What is expected: Pick out each line of the entries below that contains the word "outline". Case counts.

Input rows:
====================
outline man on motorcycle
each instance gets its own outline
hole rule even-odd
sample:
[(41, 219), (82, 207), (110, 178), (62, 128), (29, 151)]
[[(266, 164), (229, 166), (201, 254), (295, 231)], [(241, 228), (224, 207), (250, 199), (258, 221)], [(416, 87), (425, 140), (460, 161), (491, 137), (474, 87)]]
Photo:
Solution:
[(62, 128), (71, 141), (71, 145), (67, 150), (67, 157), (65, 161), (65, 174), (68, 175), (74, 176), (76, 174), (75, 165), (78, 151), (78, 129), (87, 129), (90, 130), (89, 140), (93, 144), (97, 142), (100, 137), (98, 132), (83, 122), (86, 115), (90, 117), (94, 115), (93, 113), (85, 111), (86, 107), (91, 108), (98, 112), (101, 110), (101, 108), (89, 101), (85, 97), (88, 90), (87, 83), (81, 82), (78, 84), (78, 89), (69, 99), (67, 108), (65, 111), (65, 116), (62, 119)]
====================
Reply to the exercise:
outline man on motorcycle
each instance gets its own outline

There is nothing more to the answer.